Write out, word for word, every line in the data below from the one containing "Query: car shadow on ground" to the one containing "the white sticker", both of them included.

(Information given Opens)

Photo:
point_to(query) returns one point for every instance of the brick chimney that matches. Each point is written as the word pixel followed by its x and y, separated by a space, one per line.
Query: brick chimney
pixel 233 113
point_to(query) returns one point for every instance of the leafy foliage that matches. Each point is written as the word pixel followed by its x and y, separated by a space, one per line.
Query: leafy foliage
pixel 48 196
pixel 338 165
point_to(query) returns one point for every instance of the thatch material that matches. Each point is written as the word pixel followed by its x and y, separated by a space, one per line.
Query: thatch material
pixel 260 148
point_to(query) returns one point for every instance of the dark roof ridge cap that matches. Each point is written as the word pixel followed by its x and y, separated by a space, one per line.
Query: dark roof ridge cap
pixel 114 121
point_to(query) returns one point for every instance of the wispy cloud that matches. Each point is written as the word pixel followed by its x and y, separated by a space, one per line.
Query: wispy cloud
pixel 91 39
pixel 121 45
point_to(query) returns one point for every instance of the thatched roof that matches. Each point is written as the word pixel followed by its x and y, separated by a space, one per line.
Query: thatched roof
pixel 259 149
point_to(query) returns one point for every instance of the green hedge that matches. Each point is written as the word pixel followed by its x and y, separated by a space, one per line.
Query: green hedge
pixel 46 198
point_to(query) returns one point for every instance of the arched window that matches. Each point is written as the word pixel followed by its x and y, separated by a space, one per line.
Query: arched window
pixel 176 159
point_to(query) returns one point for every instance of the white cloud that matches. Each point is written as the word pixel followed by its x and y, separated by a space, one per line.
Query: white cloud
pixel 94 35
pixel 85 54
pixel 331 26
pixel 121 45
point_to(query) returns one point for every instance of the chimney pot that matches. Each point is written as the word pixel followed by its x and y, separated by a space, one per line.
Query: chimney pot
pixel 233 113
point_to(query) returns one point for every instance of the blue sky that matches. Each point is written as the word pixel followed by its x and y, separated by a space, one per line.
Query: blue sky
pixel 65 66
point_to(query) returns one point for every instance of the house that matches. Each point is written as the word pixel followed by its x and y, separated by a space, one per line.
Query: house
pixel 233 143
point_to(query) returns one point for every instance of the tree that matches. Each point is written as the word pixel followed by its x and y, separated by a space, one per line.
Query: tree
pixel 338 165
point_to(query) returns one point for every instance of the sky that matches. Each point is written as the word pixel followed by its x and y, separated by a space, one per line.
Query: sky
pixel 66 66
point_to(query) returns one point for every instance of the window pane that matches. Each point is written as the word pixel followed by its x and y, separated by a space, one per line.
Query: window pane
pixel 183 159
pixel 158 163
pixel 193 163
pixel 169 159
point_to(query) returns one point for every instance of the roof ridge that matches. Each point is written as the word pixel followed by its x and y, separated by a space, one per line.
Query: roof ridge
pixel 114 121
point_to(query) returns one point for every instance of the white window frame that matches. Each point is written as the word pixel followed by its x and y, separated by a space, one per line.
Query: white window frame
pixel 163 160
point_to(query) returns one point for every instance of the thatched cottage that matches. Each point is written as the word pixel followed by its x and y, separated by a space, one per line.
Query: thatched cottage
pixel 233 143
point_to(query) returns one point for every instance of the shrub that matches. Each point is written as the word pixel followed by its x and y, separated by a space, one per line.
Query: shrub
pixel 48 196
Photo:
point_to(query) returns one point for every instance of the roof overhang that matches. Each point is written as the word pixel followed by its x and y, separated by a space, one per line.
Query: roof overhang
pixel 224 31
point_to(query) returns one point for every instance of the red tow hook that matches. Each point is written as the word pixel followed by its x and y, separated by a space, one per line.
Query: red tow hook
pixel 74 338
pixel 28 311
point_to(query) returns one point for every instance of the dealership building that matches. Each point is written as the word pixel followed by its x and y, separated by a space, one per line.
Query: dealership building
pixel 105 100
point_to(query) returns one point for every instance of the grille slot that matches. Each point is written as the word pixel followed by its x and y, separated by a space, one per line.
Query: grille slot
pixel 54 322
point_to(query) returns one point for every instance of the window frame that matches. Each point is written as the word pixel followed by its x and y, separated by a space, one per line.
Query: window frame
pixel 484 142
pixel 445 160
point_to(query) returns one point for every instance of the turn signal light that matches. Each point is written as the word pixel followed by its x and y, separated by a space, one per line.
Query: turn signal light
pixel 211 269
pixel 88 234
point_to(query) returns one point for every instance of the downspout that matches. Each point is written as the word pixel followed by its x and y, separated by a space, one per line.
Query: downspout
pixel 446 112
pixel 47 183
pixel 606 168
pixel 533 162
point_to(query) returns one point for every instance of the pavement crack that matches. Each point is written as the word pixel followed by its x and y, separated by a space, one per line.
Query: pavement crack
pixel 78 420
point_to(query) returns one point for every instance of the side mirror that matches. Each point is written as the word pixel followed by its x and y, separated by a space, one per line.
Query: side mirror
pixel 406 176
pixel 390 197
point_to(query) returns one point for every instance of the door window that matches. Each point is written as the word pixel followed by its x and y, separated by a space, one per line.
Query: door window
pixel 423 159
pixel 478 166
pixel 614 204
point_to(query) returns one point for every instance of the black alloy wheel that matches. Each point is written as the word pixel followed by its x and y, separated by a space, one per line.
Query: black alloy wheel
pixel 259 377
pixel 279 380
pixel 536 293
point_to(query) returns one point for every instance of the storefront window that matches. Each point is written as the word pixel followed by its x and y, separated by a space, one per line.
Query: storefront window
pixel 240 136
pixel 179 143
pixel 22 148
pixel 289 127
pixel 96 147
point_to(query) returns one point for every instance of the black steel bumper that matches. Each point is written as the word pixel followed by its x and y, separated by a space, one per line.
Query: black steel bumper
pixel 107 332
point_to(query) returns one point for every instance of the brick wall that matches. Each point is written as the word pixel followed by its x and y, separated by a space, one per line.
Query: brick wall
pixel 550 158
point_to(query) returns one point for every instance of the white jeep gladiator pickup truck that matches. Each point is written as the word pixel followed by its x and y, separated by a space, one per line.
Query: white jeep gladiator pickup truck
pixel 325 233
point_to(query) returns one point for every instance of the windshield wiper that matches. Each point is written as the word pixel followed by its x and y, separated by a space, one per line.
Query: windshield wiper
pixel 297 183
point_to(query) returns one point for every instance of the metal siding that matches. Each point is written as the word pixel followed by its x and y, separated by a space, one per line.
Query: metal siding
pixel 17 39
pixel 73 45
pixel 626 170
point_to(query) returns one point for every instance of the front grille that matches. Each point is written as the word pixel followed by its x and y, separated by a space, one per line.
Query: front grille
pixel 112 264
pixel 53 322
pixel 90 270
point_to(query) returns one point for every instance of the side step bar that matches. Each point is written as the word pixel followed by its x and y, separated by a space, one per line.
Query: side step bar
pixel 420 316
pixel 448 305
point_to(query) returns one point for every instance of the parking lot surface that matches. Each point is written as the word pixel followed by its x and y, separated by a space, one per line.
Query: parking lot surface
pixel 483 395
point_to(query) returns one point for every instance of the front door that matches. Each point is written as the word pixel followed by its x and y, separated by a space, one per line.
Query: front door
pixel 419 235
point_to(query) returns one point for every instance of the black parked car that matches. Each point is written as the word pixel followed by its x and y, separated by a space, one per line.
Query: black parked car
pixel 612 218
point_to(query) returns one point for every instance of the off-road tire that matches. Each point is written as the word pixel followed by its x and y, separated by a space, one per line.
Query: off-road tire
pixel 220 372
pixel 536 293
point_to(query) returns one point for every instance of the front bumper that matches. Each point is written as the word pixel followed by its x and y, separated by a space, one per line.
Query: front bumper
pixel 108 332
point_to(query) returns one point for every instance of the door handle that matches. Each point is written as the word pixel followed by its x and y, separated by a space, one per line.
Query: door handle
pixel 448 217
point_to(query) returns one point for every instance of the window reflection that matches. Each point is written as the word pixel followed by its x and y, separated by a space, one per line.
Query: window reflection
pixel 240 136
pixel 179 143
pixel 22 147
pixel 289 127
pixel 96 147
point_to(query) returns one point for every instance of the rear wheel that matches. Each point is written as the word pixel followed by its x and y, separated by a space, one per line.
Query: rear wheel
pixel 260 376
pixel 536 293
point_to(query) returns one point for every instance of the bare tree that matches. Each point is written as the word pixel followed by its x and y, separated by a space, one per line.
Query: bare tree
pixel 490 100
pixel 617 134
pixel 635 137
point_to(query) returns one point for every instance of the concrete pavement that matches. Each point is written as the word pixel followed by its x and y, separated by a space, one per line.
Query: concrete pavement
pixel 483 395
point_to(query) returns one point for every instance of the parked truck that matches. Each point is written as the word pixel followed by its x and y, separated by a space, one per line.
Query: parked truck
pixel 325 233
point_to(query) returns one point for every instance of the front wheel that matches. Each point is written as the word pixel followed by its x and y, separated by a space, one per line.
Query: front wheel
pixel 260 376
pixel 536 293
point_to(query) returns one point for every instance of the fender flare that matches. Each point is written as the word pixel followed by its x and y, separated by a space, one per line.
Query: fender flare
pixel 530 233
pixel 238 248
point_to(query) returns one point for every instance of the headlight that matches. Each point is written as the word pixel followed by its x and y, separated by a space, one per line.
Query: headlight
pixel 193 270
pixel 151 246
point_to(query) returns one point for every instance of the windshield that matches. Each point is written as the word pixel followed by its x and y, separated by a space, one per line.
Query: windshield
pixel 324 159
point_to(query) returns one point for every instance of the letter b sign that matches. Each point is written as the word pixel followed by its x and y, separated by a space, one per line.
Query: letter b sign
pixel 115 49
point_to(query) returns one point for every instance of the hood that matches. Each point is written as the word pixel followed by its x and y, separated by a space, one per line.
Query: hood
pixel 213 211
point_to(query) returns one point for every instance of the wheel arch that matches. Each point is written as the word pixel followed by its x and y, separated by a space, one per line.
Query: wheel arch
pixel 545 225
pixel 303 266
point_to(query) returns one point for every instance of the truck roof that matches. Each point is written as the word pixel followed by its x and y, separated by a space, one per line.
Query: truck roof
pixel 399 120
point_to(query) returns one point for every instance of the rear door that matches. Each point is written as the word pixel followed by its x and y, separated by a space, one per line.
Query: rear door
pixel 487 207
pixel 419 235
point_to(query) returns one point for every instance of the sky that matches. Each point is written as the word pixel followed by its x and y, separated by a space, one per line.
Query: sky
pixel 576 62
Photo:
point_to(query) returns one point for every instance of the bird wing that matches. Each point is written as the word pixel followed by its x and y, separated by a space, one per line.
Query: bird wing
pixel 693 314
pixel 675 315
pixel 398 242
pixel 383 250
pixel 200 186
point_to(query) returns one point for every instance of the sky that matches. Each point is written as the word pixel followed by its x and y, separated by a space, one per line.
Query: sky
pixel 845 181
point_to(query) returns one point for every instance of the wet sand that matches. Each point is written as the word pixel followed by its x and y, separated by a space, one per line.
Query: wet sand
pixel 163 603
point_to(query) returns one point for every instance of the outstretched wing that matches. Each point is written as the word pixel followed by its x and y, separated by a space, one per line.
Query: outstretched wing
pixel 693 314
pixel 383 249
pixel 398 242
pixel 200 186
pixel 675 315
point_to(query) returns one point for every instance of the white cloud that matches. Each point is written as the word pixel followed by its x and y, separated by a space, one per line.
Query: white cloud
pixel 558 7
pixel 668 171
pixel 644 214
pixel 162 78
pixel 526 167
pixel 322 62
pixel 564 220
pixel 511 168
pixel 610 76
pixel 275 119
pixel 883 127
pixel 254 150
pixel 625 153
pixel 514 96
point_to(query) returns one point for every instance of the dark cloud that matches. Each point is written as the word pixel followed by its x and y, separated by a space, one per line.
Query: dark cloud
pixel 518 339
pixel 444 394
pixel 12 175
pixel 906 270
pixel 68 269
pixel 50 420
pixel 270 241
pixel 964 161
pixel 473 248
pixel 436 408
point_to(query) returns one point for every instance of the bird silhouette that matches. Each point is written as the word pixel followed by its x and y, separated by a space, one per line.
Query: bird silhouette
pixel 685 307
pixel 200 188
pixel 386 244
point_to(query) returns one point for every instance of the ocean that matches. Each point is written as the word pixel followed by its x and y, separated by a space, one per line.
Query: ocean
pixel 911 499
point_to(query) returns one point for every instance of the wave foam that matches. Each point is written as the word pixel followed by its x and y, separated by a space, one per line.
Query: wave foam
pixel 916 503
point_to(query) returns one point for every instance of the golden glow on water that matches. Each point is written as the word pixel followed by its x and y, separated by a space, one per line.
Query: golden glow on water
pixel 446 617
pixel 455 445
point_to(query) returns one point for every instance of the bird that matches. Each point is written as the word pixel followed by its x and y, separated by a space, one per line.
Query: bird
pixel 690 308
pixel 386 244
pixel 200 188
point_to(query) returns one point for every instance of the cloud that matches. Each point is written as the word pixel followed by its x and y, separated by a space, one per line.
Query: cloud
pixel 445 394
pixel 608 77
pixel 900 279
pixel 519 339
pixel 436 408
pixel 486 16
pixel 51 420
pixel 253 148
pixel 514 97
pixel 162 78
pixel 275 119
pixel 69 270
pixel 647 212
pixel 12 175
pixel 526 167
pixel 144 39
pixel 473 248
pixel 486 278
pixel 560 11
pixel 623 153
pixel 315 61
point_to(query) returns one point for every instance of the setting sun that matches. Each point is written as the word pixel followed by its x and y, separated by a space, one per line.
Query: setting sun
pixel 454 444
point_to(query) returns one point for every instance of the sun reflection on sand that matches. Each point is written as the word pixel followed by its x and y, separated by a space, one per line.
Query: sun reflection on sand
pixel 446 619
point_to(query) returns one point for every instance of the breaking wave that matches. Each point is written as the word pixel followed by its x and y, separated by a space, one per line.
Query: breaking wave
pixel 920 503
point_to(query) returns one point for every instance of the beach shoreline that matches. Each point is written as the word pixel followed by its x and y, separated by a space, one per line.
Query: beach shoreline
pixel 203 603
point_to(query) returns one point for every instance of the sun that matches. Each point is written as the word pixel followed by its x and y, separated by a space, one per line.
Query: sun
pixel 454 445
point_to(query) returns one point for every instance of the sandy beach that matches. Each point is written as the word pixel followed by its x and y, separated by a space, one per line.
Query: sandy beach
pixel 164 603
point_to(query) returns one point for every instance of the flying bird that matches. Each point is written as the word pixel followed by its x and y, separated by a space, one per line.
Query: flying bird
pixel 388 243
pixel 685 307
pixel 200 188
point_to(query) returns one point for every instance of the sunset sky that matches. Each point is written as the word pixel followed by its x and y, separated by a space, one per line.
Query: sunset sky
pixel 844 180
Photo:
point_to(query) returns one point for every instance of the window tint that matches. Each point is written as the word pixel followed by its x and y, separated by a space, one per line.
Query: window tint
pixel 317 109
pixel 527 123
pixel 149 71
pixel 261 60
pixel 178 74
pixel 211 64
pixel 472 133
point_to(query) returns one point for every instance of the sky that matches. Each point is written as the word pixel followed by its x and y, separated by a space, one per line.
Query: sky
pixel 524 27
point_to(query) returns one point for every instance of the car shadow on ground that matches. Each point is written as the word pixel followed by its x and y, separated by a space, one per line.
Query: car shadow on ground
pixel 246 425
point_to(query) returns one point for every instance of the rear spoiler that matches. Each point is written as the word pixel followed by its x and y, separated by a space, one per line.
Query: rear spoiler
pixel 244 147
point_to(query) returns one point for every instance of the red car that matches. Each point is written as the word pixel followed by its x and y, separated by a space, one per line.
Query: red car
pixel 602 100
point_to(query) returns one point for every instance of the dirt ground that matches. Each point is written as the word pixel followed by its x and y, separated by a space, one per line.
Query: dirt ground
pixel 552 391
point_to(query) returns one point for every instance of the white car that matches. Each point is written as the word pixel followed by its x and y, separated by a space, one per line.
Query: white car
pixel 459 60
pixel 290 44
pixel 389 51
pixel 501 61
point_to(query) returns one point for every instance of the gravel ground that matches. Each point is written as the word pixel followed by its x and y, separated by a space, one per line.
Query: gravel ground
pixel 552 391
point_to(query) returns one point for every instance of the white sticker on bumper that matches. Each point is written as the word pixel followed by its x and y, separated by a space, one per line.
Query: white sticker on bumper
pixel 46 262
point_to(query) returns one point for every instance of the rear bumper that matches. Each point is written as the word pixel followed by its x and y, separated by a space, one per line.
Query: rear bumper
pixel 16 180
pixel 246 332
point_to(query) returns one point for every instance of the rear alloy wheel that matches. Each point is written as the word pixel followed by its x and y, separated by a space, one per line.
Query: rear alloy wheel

(Information given Closes)

* **Your response**
Query: car shadow on ground
pixel 246 425
point_to(query) returns one point for every instance of the rear spoiler that matches. Each point is written as the word pixel followed by its x and y, separated by a space, one per line.
Query: rear spoiler
pixel 244 147
point_to(query) returns one point for every instance of the red car that matches. Each point is written as the word pixel followed by its x and y, separated by a space, one per line.
Query: red car
pixel 602 100
point_to(query) returns one point for every instance of the dirt ground that matches. Each point is written as the word pixel followed by its x and y, separated by a space, one per line.
Query: dirt ground
pixel 552 391
point_to(query) returns one point for every instance of the white car that matches. Each point is written as the word pixel followed by its x and y, separated by a space, one per line.
Query: white car
pixel 459 60
pixel 290 44
pixel 389 51
pixel 501 61
point_to(query) returns one point for every instance of the gravel ground that matches. Each point is written as the word pixel followed by its x and y, separated by a space, one per line.
Query: gravel ground
pixel 552 391
point_to(query) returns one point for every instance of the white sticker on bumper that matches. Each point is written as the word pixel followed by its x and y, separated by a space, one per line.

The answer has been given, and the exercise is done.